What the task requires
In the text on N Reactor, how many megawatts of electricity was the Hanford Generating Project producing in 1976?

Exercise text
Watching the videos of this past weekend's demolition of a 200-foot tower at N Reactor and its steam-generating equipment revived memories of the first time I ever saw that old workhorse, nearly 32 years ago.
In 1976, N Reactor still was a shining example of the promise of the nuclear age. President John F. Kennedy attended its groundbreaking in 1963, and it became the nation's only reactor ever built to produce plutonium and electrical power.
At the time, its steam plant, the Hanford Generating Project, proudly was cranking out 860 megawatts of electricity, regularly described as enough juice to power Seattle. And at the same time, it was adding to the nation's ever-growing stockpile of plutonium.
Folks on the west side seemed more than eager for its power, especially during the 1977 drought, when a winter cold snap and low water combined to make N Reactor vital to keeping Seattle on the power grid.
Until the weather eased, N Reactor stayed on line, even though it was scheduled to shut down for maintenance, because if it did Seattle would have gone dark.
Nowadays, nuclear is as popular as a skunk at a picnic on the wet side of our state, but in the mid-1970s, we still were pinning our hopes on nuclear to get us through the energy crisis.
Folks could easily recall the long lines at gas stations in the early 1970s when the supply was short and Jane Fonda was famous for wearing not much of anything in Barbarella and infamous for her less-than-patriotic stance on the Vietnam War. The anti-nuclear movie The China Syndrome wouldn't come out until 1979 and the Chernobyl nuclear accident still was 10 years in the future.
Anyway, my first visit to N Reactor came soon after I arrived at the Herald in 1976, and even in retrospect, it was impressive. We arrived to find the reactor's marquee - some might think it strange that a reactor would have one - contained a note of welcome for us visitors, and for the first and last time, there was my name "in lights."
From the outside, N Reactor was massive but appeared to be no more than a giant industrial plant, which in a sense it was. On the inside however, maintenance work was in progress, and we got to see the reactor core's impressive and huge face and even got a quick peek at the back of the core, where the spent fuel was pushed out, slid down a slide into a pool of water before eventually being collected and sent off for processing to extract its plutonium.
It was heady stuff for a young man who had grown up reading avidly about World War II and the bombs that ended it.
And even at the distance of three decades, the current demolition of the hopes, dreams and accomplishment that N Reactor represented for the United States of the mid-20th century leaves a bittersweet taste.

Provided material
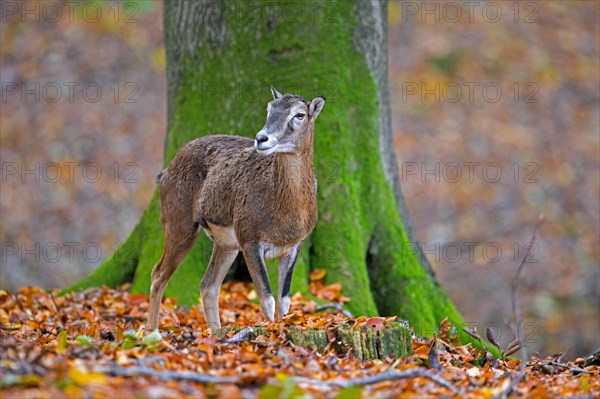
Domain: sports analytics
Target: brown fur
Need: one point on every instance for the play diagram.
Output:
(223, 181)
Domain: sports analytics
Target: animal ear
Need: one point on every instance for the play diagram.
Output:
(275, 93)
(316, 106)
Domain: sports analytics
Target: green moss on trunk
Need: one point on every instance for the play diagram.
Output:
(220, 85)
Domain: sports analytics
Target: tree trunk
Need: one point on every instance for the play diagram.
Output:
(221, 58)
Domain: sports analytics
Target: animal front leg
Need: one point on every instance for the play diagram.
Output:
(255, 260)
(286, 269)
(210, 287)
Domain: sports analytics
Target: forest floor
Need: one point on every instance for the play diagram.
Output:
(93, 344)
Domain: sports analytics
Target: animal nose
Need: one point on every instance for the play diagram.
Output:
(261, 138)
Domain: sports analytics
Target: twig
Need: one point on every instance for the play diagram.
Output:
(336, 306)
(561, 365)
(388, 375)
(517, 314)
(53, 301)
(164, 375)
(240, 336)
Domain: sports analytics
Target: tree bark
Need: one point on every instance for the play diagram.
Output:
(221, 58)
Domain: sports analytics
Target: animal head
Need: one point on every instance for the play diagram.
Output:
(289, 125)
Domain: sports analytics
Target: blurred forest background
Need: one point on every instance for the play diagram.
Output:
(80, 150)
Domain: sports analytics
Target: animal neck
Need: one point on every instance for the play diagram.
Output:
(295, 180)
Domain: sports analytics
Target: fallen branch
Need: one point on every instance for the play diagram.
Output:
(240, 336)
(517, 314)
(561, 365)
(336, 306)
(164, 375)
(388, 375)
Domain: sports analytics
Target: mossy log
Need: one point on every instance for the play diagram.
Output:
(392, 339)
(219, 69)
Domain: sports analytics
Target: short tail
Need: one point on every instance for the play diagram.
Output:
(160, 176)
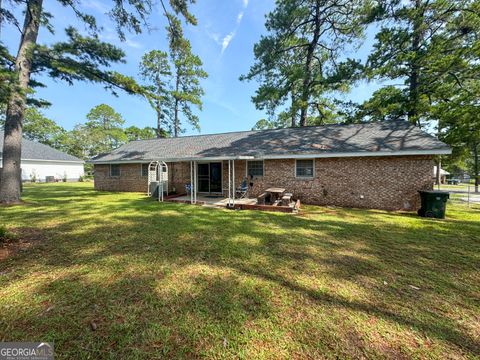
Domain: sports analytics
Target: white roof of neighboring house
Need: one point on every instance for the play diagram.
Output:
(32, 150)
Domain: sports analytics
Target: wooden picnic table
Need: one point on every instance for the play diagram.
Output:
(275, 193)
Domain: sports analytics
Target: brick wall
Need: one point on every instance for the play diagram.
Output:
(131, 178)
(390, 183)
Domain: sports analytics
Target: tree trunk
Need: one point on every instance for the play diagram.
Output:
(10, 184)
(176, 125)
(158, 109)
(476, 167)
(308, 67)
(413, 91)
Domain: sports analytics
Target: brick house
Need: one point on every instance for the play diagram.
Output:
(374, 165)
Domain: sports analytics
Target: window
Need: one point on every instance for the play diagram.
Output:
(304, 168)
(255, 168)
(145, 169)
(114, 170)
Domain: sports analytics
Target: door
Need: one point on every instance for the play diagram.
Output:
(210, 177)
(203, 177)
(216, 177)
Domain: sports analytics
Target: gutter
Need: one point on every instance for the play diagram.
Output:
(61, 161)
(284, 156)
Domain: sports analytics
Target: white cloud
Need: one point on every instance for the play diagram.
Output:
(95, 5)
(133, 44)
(227, 39)
(239, 17)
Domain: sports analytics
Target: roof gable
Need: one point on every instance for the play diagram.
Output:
(330, 140)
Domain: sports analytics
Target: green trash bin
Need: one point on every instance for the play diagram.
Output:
(434, 203)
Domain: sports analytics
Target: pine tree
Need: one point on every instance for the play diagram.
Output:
(80, 58)
(155, 70)
(298, 62)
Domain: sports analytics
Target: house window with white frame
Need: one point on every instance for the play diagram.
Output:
(114, 170)
(304, 168)
(255, 168)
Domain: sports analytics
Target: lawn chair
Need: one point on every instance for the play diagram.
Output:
(241, 192)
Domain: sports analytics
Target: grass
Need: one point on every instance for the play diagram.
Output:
(180, 281)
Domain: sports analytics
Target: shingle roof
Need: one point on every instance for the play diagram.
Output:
(369, 139)
(32, 150)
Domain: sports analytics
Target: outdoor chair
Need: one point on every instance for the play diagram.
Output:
(241, 192)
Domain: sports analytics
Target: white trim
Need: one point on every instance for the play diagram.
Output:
(305, 177)
(290, 156)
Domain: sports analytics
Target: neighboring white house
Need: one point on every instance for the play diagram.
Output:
(443, 175)
(40, 161)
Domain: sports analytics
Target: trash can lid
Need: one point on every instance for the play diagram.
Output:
(434, 192)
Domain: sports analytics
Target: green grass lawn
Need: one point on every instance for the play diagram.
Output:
(164, 280)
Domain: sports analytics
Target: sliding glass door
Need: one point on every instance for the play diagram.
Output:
(210, 177)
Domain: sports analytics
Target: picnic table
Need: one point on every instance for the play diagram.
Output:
(275, 193)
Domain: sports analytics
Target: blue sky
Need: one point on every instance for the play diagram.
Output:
(223, 38)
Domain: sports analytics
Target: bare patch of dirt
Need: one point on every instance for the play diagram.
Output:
(24, 238)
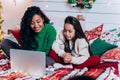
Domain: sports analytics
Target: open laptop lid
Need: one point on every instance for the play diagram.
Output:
(28, 62)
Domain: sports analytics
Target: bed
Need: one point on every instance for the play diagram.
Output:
(108, 48)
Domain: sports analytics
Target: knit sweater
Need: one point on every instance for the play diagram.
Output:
(79, 54)
(45, 38)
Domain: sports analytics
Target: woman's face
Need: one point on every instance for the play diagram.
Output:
(69, 31)
(37, 23)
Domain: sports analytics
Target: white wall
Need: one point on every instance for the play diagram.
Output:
(13, 12)
(105, 12)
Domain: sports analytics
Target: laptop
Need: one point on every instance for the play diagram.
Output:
(27, 62)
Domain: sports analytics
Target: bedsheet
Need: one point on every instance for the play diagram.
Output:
(104, 71)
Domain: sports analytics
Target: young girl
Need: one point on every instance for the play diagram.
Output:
(72, 47)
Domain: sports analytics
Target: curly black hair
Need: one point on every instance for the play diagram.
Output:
(26, 32)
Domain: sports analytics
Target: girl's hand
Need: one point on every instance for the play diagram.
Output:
(67, 58)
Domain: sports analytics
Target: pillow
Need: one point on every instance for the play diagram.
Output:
(111, 55)
(99, 47)
(111, 36)
(16, 34)
(94, 33)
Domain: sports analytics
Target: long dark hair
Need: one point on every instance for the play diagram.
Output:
(26, 32)
(78, 32)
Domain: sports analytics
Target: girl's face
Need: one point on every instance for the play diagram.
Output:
(69, 31)
(37, 23)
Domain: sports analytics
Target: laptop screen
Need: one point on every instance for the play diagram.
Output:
(28, 62)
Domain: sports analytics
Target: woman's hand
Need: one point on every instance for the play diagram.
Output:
(67, 57)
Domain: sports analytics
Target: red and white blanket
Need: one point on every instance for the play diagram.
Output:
(104, 71)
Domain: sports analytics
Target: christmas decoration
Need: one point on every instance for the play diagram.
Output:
(83, 4)
(1, 21)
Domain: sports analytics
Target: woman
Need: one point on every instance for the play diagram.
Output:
(36, 32)
(72, 46)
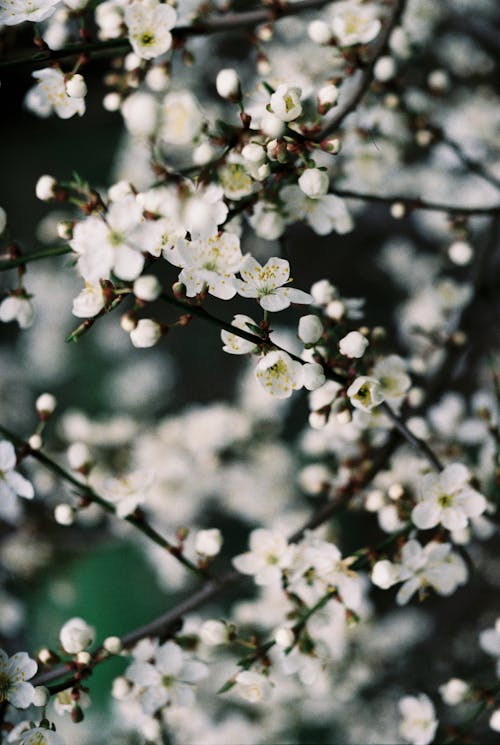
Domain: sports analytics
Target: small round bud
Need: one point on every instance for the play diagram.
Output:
(40, 696)
(76, 635)
(146, 334)
(111, 101)
(461, 253)
(385, 69)
(35, 442)
(335, 310)
(78, 456)
(203, 154)
(213, 633)
(128, 322)
(147, 288)
(120, 688)
(319, 32)
(64, 514)
(45, 188)
(310, 329)
(113, 644)
(76, 86)
(46, 657)
(83, 658)
(208, 542)
(284, 637)
(65, 230)
(254, 153)
(353, 345)
(438, 81)
(45, 404)
(228, 84)
(398, 210)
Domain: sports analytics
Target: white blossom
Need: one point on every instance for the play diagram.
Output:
(279, 374)
(76, 635)
(149, 23)
(15, 671)
(266, 284)
(448, 499)
(419, 719)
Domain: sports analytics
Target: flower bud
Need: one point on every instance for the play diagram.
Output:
(76, 86)
(208, 542)
(147, 288)
(319, 32)
(228, 84)
(45, 188)
(45, 404)
(78, 456)
(76, 635)
(146, 334)
(40, 696)
(254, 153)
(353, 345)
(213, 633)
(64, 514)
(314, 183)
(113, 644)
(310, 329)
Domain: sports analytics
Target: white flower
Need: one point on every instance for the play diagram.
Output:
(435, 565)
(454, 692)
(89, 302)
(313, 376)
(17, 308)
(268, 553)
(76, 86)
(252, 686)
(353, 345)
(279, 374)
(76, 635)
(213, 633)
(50, 95)
(147, 287)
(13, 12)
(323, 214)
(169, 679)
(228, 83)
(419, 719)
(208, 263)
(181, 118)
(265, 283)
(314, 183)
(234, 344)
(448, 499)
(285, 103)
(148, 24)
(146, 334)
(365, 393)
(14, 672)
(310, 329)
(353, 23)
(12, 484)
(105, 246)
(45, 187)
(391, 374)
(489, 641)
(208, 542)
(495, 720)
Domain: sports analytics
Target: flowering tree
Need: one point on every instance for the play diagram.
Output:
(287, 532)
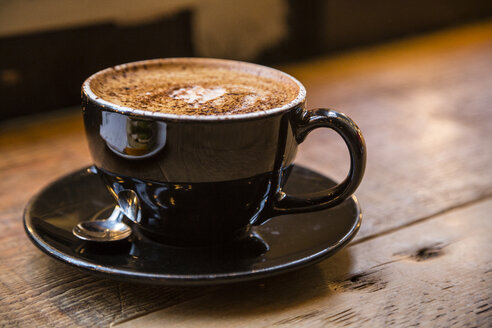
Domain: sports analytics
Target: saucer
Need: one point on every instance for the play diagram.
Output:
(281, 244)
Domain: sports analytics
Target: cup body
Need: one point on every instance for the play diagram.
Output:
(199, 181)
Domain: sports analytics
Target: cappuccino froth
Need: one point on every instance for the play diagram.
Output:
(194, 88)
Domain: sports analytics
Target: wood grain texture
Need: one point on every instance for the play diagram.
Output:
(436, 273)
(424, 106)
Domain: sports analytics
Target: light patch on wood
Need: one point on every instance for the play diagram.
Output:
(376, 289)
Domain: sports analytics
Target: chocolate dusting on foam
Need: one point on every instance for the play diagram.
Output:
(192, 89)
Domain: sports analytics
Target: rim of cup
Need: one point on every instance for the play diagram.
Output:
(243, 66)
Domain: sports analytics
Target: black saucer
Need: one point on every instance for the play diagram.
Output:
(281, 244)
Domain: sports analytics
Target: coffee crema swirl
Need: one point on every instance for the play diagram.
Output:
(194, 88)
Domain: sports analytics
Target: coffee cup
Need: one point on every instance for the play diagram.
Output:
(207, 145)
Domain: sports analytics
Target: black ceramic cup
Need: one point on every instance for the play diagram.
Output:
(206, 179)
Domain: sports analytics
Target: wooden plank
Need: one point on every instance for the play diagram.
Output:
(437, 273)
(424, 108)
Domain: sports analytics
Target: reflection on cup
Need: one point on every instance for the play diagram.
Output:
(132, 138)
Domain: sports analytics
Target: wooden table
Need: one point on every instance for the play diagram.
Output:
(422, 257)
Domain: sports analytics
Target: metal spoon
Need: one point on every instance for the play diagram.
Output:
(111, 229)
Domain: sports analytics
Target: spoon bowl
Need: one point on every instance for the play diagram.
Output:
(111, 229)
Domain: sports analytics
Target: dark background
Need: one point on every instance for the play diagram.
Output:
(42, 71)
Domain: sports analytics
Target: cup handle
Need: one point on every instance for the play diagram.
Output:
(325, 118)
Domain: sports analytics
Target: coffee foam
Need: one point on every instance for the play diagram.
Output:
(195, 88)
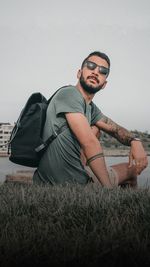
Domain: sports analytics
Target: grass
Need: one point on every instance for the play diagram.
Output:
(74, 226)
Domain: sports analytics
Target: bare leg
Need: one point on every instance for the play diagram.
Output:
(126, 175)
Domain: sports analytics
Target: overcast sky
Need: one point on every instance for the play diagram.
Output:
(43, 42)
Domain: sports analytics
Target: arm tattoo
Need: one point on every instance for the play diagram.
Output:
(118, 132)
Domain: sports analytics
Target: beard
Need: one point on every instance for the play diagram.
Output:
(89, 88)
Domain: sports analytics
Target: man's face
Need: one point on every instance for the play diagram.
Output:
(92, 80)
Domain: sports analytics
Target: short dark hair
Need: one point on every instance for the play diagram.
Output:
(98, 54)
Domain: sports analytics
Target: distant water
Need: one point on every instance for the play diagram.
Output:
(7, 167)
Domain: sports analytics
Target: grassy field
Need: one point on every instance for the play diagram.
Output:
(73, 226)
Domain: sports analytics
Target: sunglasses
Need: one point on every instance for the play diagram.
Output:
(92, 66)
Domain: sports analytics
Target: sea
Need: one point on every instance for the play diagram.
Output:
(7, 167)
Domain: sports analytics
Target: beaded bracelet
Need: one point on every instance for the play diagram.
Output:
(100, 155)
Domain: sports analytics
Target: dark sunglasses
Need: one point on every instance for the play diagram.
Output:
(92, 66)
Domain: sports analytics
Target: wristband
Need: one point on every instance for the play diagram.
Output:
(95, 157)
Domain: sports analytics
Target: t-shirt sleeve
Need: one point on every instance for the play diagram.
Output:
(69, 99)
(96, 114)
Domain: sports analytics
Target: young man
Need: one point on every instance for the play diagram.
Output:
(76, 154)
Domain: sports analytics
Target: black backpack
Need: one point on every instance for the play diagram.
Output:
(26, 146)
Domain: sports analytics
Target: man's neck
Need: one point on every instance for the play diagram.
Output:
(88, 97)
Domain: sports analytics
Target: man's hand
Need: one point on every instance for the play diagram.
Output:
(138, 156)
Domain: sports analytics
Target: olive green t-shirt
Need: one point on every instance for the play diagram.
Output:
(61, 162)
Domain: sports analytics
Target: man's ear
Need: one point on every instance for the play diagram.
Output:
(79, 74)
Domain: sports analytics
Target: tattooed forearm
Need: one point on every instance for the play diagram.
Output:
(121, 134)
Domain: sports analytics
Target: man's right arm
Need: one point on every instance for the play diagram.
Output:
(90, 145)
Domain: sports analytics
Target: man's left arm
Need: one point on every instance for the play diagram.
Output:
(137, 153)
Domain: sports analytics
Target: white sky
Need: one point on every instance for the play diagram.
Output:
(43, 42)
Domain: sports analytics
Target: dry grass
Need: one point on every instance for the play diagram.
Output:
(73, 225)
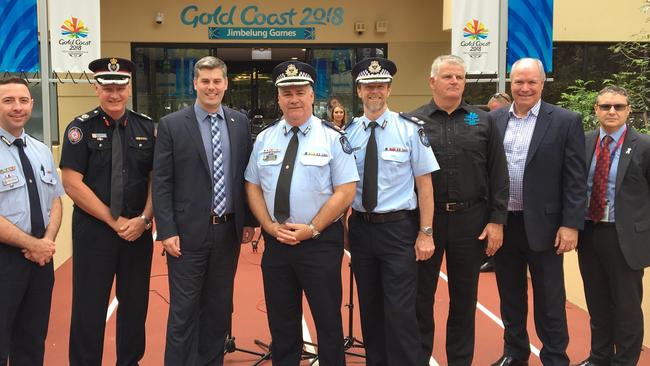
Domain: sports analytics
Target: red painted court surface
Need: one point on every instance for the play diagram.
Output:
(249, 318)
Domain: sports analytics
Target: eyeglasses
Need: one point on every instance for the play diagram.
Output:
(503, 96)
(617, 107)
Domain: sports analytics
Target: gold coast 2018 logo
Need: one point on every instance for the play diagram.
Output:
(475, 37)
(74, 33)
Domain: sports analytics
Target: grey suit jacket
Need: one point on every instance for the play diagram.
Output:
(554, 186)
(632, 195)
(182, 179)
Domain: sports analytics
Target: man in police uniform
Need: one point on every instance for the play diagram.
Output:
(30, 216)
(393, 157)
(301, 178)
(106, 162)
(471, 195)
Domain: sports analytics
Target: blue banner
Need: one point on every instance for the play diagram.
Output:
(530, 31)
(270, 33)
(19, 40)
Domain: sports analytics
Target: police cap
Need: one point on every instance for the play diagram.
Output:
(291, 73)
(112, 70)
(374, 70)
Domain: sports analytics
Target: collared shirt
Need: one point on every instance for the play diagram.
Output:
(610, 193)
(469, 149)
(516, 142)
(14, 198)
(205, 127)
(321, 164)
(402, 157)
(87, 148)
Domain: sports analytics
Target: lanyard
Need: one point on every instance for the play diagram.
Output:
(620, 142)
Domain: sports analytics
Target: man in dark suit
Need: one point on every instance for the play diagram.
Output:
(200, 209)
(614, 247)
(546, 164)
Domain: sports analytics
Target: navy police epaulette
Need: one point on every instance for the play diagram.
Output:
(141, 115)
(86, 116)
(331, 125)
(269, 125)
(350, 123)
(411, 118)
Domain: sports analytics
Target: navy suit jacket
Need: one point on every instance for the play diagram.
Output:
(182, 179)
(554, 184)
(631, 197)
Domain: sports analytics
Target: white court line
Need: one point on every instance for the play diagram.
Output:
(114, 302)
(492, 316)
(432, 361)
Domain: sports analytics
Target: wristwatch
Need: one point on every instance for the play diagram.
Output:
(147, 222)
(315, 233)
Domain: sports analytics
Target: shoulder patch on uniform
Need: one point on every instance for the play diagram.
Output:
(270, 125)
(141, 115)
(86, 116)
(331, 125)
(411, 118)
(75, 135)
(345, 145)
(423, 138)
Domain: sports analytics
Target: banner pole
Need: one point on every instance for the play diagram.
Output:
(503, 42)
(45, 71)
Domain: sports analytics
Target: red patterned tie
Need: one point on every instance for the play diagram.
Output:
(601, 174)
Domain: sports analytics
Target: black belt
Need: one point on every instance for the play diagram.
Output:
(600, 223)
(380, 218)
(456, 206)
(216, 220)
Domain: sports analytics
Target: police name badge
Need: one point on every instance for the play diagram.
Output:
(423, 138)
(75, 135)
(345, 145)
(99, 136)
(471, 119)
(10, 180)
(8, 169)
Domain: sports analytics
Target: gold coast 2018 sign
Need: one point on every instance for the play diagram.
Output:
(251, 22)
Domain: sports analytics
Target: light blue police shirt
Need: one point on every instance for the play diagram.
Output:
(403, 156)
(321, 164)
(14, 198)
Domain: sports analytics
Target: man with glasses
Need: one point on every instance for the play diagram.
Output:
(30, 217)
(106, 163)
(614, 247)
(471, 194)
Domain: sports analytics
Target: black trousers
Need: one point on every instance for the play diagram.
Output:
(614, 292)
(98, 256)
(456, 236)
(26, 296)
(201, 284)
(383, 261)
(313, 266)
(547, 276)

Answer to the problem
860 megawatts